**Dataset records:**

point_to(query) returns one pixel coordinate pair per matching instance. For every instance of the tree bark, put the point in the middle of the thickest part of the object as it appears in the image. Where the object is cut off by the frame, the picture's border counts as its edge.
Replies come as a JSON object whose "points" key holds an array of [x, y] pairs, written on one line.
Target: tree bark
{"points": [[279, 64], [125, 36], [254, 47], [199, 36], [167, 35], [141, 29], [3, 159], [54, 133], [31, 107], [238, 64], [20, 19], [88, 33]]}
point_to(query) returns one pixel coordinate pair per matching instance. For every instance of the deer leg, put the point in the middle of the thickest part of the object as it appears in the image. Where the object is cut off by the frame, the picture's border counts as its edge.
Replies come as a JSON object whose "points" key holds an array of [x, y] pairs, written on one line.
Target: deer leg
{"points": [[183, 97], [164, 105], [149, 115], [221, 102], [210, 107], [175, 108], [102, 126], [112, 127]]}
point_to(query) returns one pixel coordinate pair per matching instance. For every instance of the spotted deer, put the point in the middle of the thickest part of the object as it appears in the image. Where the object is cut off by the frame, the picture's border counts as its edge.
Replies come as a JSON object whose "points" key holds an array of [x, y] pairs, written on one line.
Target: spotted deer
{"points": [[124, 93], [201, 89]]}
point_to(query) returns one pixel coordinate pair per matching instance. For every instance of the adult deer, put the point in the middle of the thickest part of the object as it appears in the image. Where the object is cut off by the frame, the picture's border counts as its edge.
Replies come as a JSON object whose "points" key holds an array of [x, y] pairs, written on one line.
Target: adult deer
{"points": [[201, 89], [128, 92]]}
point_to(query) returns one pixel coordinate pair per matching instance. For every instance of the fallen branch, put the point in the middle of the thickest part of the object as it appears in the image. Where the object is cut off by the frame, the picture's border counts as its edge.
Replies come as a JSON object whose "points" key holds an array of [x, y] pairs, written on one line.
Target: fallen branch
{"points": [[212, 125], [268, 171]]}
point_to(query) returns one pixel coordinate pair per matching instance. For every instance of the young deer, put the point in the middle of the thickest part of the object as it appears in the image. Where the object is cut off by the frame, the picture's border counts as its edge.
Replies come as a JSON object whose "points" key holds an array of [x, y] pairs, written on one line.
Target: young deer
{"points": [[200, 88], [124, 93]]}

**Problem details:** Could you copy exactly the line containing "of the fallen" and each line after it through the end of the records, and nothing else?

**Task answer:**
point_to(query) returns one pixel coordinate pair per matching instance. For every instance of the fallen branch, put the point in the middle of the thickest part of the object as it appears in the image. Where the object is cut off by the frame, the picture's border counts as its edge.
Replies come as a JSON object whose "points" key holds an array of [x, y] pairs, written on one line.
Target: fallen branch
{"points": [[212, 125], [268, 171]]}
point_to(query) returns one pixel coordinate pair per matching instance. For every instance of the young deer, put the point in the middle of the thickest part of the object as it appears in the image. Where the object is cut off by the frame, the picture's border counts as its edge.
Replies come as a JSON object whose "points" key holds an array of [x, y] pairs, written on one line.
Target: young deer
{"points": [[200, 88], [124, 93]]}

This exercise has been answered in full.